Could you rewrite only the lines starting with the line that has "of the light" and going on through the line that has "<point>356,169</point>", with "bell bottom jeans" changed to "flared jeans" and everything else in those entries left the same?

=====

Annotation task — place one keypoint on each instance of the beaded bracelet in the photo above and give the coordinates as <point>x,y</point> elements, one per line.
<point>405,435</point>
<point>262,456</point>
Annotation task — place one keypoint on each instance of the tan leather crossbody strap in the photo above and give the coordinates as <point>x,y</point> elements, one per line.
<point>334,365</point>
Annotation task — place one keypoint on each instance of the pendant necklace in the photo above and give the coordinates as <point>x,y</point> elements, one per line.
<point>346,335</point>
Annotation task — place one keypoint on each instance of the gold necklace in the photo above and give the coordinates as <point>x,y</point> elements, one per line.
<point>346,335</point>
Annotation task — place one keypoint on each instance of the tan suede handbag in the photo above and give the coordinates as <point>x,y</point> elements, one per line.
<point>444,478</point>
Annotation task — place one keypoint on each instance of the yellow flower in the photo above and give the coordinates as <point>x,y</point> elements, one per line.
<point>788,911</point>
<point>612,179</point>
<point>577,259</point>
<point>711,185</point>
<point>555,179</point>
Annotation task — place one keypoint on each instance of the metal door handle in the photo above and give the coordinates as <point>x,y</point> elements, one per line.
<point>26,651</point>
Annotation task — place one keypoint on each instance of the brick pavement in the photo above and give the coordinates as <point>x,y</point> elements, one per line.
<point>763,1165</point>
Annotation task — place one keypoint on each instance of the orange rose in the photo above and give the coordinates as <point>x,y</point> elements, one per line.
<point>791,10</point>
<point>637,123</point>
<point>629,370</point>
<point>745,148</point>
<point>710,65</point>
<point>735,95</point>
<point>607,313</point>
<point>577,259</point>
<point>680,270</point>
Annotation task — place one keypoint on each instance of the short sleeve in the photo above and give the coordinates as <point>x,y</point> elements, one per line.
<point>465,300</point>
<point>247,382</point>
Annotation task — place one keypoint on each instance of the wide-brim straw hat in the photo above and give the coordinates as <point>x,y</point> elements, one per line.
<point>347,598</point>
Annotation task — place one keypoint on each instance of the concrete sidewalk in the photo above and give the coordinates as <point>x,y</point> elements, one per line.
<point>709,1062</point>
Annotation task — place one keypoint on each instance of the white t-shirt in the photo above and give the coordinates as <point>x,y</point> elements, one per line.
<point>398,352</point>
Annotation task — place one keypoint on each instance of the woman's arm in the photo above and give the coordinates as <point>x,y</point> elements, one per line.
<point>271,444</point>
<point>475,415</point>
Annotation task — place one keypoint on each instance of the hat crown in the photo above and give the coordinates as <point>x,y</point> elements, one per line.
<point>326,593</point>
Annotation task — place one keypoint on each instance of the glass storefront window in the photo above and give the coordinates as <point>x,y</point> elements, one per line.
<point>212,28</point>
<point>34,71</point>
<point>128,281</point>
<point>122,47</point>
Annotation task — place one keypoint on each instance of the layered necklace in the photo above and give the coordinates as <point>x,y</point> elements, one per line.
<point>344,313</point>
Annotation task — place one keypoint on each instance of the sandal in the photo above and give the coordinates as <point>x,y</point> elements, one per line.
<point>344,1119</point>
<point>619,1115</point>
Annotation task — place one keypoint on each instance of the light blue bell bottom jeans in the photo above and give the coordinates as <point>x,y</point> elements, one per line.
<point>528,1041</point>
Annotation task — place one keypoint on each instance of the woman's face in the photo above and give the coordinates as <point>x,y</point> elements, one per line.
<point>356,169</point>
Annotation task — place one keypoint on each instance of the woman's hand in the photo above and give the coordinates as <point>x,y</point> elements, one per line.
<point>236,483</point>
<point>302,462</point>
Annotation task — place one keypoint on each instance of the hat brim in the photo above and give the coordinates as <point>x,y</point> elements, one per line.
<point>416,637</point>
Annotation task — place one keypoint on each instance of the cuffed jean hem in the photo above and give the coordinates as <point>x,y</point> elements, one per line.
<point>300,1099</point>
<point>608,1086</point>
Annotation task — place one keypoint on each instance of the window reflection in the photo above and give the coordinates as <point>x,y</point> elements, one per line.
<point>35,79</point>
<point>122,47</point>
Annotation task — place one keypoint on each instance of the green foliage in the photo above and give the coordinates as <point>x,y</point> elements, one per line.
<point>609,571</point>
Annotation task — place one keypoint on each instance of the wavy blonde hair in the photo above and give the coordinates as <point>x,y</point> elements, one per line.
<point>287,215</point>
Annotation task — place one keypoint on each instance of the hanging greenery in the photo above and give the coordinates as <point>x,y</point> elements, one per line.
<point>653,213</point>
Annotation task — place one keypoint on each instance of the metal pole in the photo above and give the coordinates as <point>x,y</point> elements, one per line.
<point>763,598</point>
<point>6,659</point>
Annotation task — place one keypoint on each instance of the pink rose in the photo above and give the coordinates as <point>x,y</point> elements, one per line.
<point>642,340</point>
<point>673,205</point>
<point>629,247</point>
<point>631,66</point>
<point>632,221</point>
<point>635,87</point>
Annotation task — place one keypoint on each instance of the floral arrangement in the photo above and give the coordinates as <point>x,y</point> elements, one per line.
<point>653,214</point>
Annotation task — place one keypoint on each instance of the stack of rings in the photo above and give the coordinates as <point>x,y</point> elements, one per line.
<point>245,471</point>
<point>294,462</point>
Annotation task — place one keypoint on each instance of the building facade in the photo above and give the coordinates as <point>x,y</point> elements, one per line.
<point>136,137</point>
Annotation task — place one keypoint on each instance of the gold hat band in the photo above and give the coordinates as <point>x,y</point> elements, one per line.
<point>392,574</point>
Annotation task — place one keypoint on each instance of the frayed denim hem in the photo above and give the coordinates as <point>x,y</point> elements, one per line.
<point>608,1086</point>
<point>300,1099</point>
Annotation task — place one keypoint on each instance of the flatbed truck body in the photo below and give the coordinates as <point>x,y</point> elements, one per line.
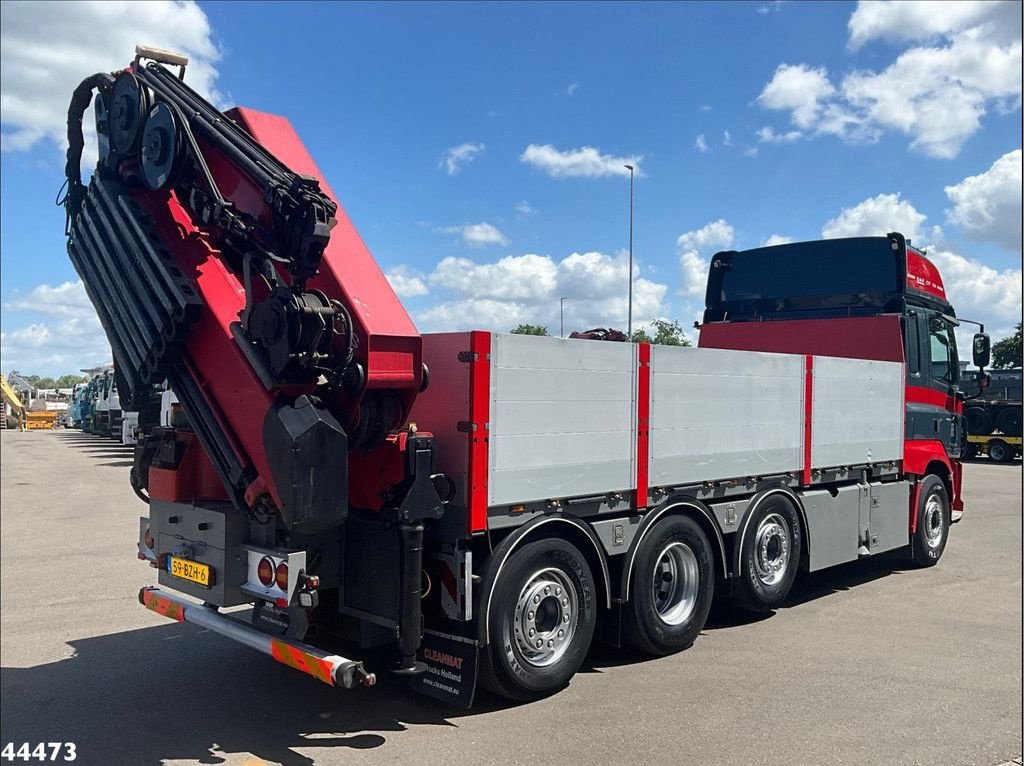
<point>485,504</point>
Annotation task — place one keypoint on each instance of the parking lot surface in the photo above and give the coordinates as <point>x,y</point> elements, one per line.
<point>871,663</point>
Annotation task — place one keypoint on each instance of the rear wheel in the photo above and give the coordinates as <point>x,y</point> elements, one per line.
<point>999,452</point>
<point>671,589</point>
<point>933,521</point>
<point>769,555</point>
<point>1009,421</point>
<point>542,619</point>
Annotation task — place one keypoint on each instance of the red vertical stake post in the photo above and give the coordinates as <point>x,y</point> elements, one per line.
<point>808,412</point>
<point>643,422</point>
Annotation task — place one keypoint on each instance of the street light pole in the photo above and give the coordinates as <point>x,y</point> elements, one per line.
<point>629,321</point>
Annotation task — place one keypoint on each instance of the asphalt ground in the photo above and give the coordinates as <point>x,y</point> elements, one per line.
<point>870,663</point>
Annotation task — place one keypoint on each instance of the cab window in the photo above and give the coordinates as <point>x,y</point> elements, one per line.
<point>942,342</point>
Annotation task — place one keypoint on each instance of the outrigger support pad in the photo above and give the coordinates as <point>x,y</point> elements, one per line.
<point>330,669</point>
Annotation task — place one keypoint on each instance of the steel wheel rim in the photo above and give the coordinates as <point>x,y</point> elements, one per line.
<point>935,521</point>
<point>675,584</point>
<point>771,550</point>
<point>547,614</point>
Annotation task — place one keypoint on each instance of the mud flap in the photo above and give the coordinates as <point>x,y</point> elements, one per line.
<point>452,668</point>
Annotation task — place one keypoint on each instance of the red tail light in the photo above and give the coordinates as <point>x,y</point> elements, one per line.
<point>265,571</point>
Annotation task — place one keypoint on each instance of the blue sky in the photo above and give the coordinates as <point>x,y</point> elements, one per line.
<point>478,149</point>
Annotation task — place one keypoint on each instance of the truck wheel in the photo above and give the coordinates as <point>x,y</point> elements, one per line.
<point>671,590</point>
<point>1009,421</point>
<point>979,421</point>
<point>543,614</point>
<point>929,540</point>
<point>769,555</point>
<point>999,452</point>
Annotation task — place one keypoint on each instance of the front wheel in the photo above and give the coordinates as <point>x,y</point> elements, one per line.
<point>999,452</point>
<point>671,589</point>
<point>933,521</point>
<point>542,620</point>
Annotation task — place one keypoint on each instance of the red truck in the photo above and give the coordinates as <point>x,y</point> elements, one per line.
<point>486,504</point>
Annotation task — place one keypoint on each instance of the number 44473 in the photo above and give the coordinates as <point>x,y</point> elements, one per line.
<point>41,752</point>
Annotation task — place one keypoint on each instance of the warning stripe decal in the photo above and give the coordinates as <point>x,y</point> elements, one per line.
<point>302,661</point>
<point>163,606</point>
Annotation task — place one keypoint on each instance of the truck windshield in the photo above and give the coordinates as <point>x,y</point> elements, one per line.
<point>860,272</point>
<point>945,363</point>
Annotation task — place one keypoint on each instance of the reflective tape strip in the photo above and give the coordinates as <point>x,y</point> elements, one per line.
<point>303,661</point>
<point>163,606</point>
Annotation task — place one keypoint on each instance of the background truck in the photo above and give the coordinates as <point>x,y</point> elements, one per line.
<point>485,504</point>
<point>993,417</point>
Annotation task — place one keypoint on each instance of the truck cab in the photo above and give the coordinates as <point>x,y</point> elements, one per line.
<point>864,297</point>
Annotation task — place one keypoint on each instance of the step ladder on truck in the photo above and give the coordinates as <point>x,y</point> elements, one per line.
<point>484,504</point>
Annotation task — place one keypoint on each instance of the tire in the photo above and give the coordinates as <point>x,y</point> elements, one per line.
<point>999,452</point>
<point>933,514</point>
<point>552,577</point>
<point>671,589</point>
<point>769,555</point>
<point>1009,421</point>
<point>979,421</point>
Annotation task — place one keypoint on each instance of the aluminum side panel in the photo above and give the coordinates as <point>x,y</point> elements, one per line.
<point>857,412</point>
<point>562,418</point>
<point>721,414</point>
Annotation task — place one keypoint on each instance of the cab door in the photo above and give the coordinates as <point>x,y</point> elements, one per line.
<point>933,380</point>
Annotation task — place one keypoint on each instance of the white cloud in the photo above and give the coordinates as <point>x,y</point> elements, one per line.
<point>877,216</point>
<point>800,89</point>
<point>49,48</point>
<point>67,339</point>
<point>502,294</point>
<point>456,157</point>
<point>768,135</point>
<point>979,292</point>
<point>67,300</point>
<point>987,206</point>
<point>716,235</point>
<point>924,19</point>
<point>586,162</point>
<point>406,282</point>
<point>477,235</point>
<point>936,93</point>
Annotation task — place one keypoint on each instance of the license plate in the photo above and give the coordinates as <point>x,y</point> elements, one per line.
<point>190,570</point>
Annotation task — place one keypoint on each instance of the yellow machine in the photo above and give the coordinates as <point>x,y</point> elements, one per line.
<point>16,408</point>
<point>27,419</point>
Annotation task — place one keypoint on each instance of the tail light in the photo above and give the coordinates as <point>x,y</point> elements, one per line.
<point>265,571</point>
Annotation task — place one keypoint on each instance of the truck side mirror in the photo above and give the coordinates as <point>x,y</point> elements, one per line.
<point>982,350</point>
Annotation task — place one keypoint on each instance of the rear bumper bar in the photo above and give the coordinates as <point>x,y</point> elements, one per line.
<point>330,669</point>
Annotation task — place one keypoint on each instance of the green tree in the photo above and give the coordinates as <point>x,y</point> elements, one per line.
<point>530,330</point>
<point>1007,352</point>
<point>665,334</point>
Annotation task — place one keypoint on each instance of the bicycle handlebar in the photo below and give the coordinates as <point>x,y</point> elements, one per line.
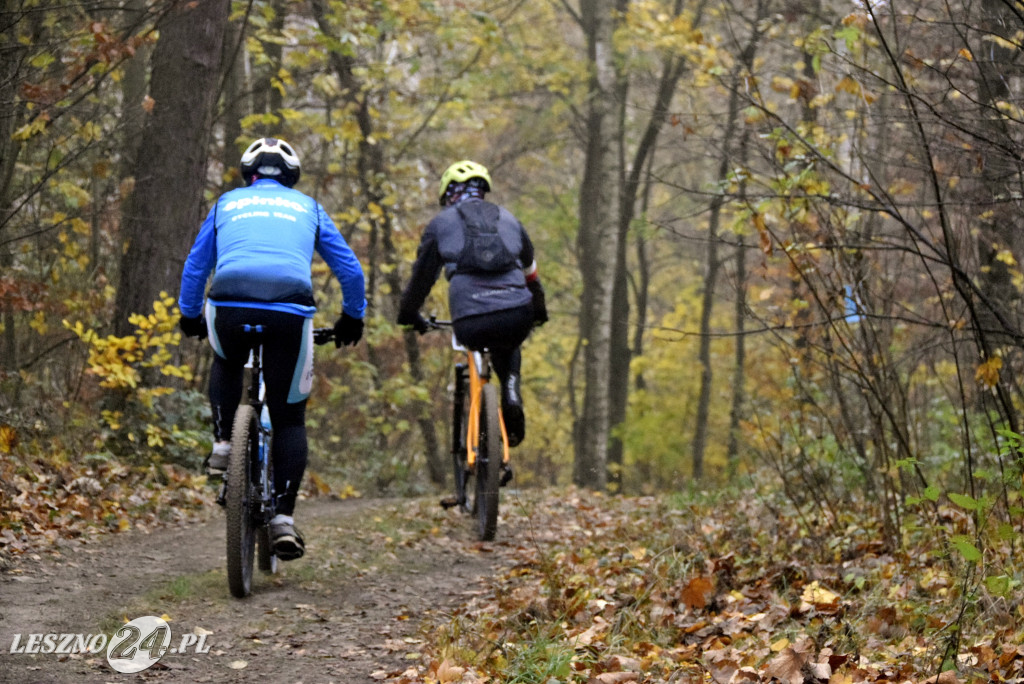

=====

### Final answer
Annotation task — place one keypoint on each instance of the light blue flared jeans in the photo above and give the coordinates as <point>x,y</point> elements, one per line.
<point>528,1041</point>
Annotation task — place one keypoint on each instance of the woman's face in the photo above and give the coordinates as <point>x,y</point> elements, one per line.
<point>356,169</point>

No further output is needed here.